== Text provided ==

Marcel Antoine Wayne Reece (born June 23, 1985) is an American former football fullback who was the Senior Vice President, Chief of Staff for the Las Vegas Raiders of the National Football League (NFL). He was signed by the Miami Dolphins as an undrafted free agent in 2008. He played college football as a wide receiver at Washington. He has also been a member of the Oakland Raiders and Seattle Seahawks. Reece became an executive with the Las Vegas Raiders in 2020.

High school and college
Reece attended Hesperia High School in Hesperia, California, where he was a first-team All-league performer in football, basketball and track. In football, he earned All-league honors as a wide receiver. He continued his playing career at Chaffey College where he posted 25 receptions for 600 yards and 7 touchdowns. Reece decided to transfer to El Camino College the following year where he posted 47 catches for 1,286 yards and 13 touchdowns. This performance earned him a scholarship to the University of Washington. He broke out during his senior year and made 39 catches for 761 yards and 8 touchdowns. The most notable play of Reece's career came against the University of Arizona where he had a 98-yard reception for a touchdown, which is the longest play from scrimmage in UW history. He also became a member of the Omega Psi Phi fraternity.

In track & field, Reece competed as a sprinter while at Hesperia, earning All-league honors. He recorded a personal-best time of 49.8 seconds in the 400-meter dash as a senior. In addition, he also recorded a 4.45-second 40-yard dash, bench-pressed 360 pounds and had a 34-inch vertical.

Professional career

Despite posting a 4.4-second 40-yard dash, Reece was not drafted. He was noted as a "tweener" scouts did not know what position would fit Marcel in the NFL. He was noted as being too big to be a receiver and too small to be a tight end.

Miami Dolphins
He was signed by the Miami Dolphins as an undrafted free agent in 2008. That same year, he was later cut after not making the final squad.

===
== Excerpted data ==

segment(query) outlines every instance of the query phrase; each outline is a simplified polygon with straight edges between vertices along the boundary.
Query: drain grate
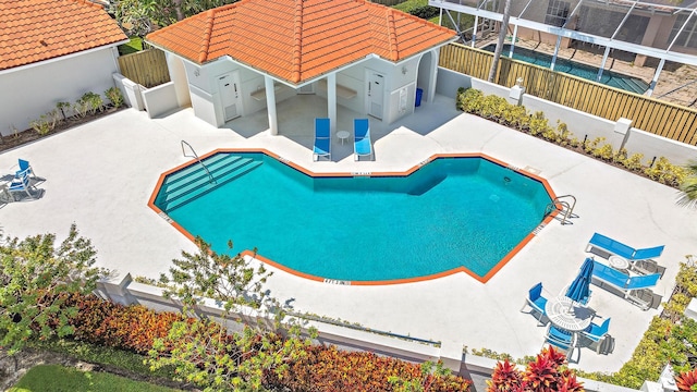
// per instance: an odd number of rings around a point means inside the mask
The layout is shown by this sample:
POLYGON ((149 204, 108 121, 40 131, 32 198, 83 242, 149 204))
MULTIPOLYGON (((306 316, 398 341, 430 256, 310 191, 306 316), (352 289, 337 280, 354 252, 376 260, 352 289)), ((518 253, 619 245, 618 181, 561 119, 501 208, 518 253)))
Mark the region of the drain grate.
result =
POLYGON ((533 235, 539 234, 539 232, 541 232, 546 225, 547 225, 546 223, 540 223, 540 225, 538 225, 537 228, 535 228, 535 230, 533 230, 533 235))
POLYGON ((160 218, 164 219, 168 223, 174 223, 174 220, 172 220, 172 218, 170 218, 170 216, 168 216, 164 212, 160 212, 158 213, 160 216, 160 218))
POLYGON ((338 279, 325 279, 325 283, 337 284, 337 285, 351 285, 351 281, 342 281, 338 279))

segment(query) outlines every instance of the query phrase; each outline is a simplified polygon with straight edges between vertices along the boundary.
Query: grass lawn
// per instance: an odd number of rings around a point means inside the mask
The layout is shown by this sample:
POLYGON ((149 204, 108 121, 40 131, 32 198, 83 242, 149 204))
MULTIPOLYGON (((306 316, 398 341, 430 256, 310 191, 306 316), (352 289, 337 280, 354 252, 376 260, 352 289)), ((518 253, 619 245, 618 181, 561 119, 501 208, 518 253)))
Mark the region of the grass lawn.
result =
POLYGON ((105 373, 81 371, 60 365, 38 365, 20 379, 16 385, 9 392, 32 391, 99 391, 99 392, 166 392, 178 391, 174 389, 149 384, 142 381, 133 381, 127 378, 105 373), (47 388, 50 385, 50 388, 47 388))

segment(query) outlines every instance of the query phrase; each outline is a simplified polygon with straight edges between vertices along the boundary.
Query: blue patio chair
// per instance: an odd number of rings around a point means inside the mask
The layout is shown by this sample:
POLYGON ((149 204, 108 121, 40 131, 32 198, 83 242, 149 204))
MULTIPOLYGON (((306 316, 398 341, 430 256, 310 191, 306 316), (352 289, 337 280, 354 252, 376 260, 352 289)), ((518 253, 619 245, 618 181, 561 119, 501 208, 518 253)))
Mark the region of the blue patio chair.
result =
POLYGON ((644 310, 648 310, 653 304, 653 287, 660 273, 652 273, 644 277, 631 277, 614 268, 592 261, 592 283, 599 286, 606 284, 622 293, 625 299, 637 305, 644 310))
POLYGON ((550 324, 545 335, 545 343, 550 344, 566 353, 566 359, 571 358, 576 347, 576 334, 550 324))
POLYGON ((315 119, 315 146, 313 147, 313 160, 327 157, 331 160, 331 130, 329 119, 315 119))
POLYGON ((588 338, 596 344, 596 353, 600 354, 600 350, 604 346, 606 340, 610 336, 608 330, 610 329, 610 317, 608 317, 600 326, 590 323, 588 328, 580 332, 585 338, 588 338))
POLYGON ((612 240, 602 234, 595 233, 592 237, 590 237, 590 241, 588 242, 586 252, 590 252, 592 248, 598 248, 598 249, 604 250, 610 255, 617 255, 620 257, 624 257, 629 261, 634 261, 634 260, 647 260, 647 259, 657 258, 661 256, 664 247, 665 245, 656 246, 651 248, 635 249, 619 241, 612 240))
POLYGON ((29 198, 35 199, 35 197, 32 196, 32 193, 29 192, 33 188, 34 186, 32 186, 32 184, 29 183, 29 174, 26 170, 20 173, 19 177, 14 177, 14 180, 12 180, 12 182, 8 186, 8 191, 12 195, 13 199, 15 193, 26 193, 29 198))
POLYGON ((546 326, 547 321, 542 321, 542 317, 547 317, 547 311, 545 311, 545 306, 547 305, 547 298, 542 296, 542 282, 537 283, 528 291, 527 298, 525 298, 525 304, 521 308, 521 311, 525 309, 526 306, 533 308, 533 311, 537 311, 539 317, 537 320, 540 326, 546 326))
POLYGON ((33 169, 33 168, 32 168, 32 166, 29 164, 29 161, 26 161, 26 160, 24 160, 24 159, 20 159, 20 160, 19 160, 19 164, 20 164, 20 170, 17 170, 17 171, 14 173, 14 176, 15 176, 16 179, 19 179, 19 177, 22 175, 22 173, 24 173, 24 172, 26 172, 26 174, 32 174, 32 176, 33 176, 33 177, 35 177, 35 176, 36 176, 36 174, 34 173, 34 169, 33 169))
POLYGON ((370 142, 370 122, 368 119, 353 120, 353 159, 359 160, 360 157, 372 158, 372 143, 370 142))

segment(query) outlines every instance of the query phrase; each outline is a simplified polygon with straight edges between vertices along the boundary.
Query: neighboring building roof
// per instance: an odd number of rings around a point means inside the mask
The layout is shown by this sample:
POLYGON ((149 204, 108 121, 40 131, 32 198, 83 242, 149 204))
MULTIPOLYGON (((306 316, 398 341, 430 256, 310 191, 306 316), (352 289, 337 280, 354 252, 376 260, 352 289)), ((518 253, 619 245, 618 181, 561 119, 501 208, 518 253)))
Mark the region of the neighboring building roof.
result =
POLYGON ((103 7, 86 0, 0 0, 0 70, 127 39, 103 7))
POLYGON ((371 53, 398 62, 456 37, 449 28, 365 0, 242 0, 147 39, 199 64, 230 56, 297 84, 371 53))

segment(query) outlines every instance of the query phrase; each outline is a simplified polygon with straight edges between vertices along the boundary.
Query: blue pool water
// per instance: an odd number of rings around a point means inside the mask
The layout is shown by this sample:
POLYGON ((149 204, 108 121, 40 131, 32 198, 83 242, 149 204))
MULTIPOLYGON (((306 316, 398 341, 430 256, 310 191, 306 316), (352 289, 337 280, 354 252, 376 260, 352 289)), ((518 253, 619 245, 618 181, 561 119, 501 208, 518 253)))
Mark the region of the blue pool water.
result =
POLYGON ((256 247, 325 279, 408 279, 461 266, 484 277, 550 203, 540 182, 482 158, 438 158, 408 176, 310 177, 264 154, 234 155, 260 164, 170 210, 160 191, 158 208, 218 252, 232 240, 235 253, 256 247))
MULTIPOLYGON (((496 45, 488 45, 482 49, 493 52, 493 50, 496 49, 496 45)), ((511 45, 504 45, 502 56, 509 57, 510 52, 511 45)), ((549 68, 552 63, 551 56, 519 47, 514 48, 513 59, 545 68, 549 68)), ((596 79, 598 78, 597 66, 590 66, 566 59, 557 58, 557 61, 554 62, 554 71, 572 74, 592 82, 596 82, 596 79)), ((638 77, 633 77, 607 70, 602 71, 600 83, 607 86, 622 88, 624 90, 637 94, 644 94, 649 88, 649 84, 638 77)))

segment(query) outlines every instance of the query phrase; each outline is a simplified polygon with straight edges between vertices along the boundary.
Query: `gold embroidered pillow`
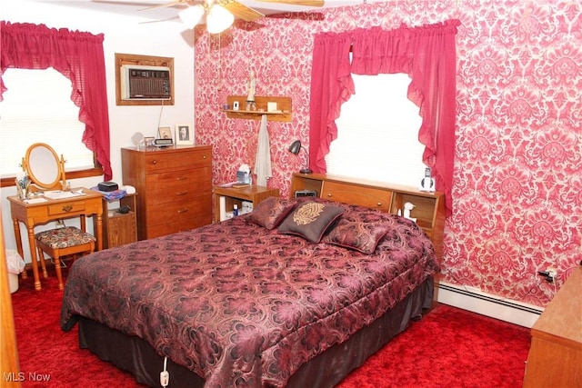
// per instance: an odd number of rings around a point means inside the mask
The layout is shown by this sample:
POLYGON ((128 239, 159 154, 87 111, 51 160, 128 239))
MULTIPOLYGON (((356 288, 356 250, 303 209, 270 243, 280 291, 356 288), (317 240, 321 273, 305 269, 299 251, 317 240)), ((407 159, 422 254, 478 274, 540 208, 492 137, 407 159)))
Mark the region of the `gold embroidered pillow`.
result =
POLYGON ((346 248, 371 254, 390 227, 379 223, 362 223, 341 219, 321 240, 346 248))
POLYGON ((283 220, 278 232, 297 234, 312 243, 319 243, 329 225, 343 213, 344 208, 339 206, 312 201, 304 202, 283 220))
POLYGON ((246 221, 271 230, 283 221, 295 205, 296 201, 270 196, 255 206, 251 214, 246 217, 246 221))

===

● **Aim of the exercise**: Copy the passage from the text about Marcel Reece again word for word, starting with "In track & field, Reece" and going on through "the final squad.".

● **Full output**:
In track & field, Reece competed as a sprinter while at Hesperia, earning All-league honors. He recorded a personal-best time of 49.8 seconds in the 400-meter dash as a senior. In addition, he also recorded a 4.45-second 40-yard dash, bench-pressed 360 pounds and had a 34-inch vertical.

Professional career

Despite posting a 4.4-second 40-yard dash, Reece was not drafted. He was noted as a "tweener" scouts did not know what position would fit Marcel in the NFL. He was noted as being too big to be a receiver and too small to be a tight end.

Miami Dolphins
He was signed by the Miami Dolphins as an undrafted free agent in 2008. That same year, he was later cut after not making the final squad.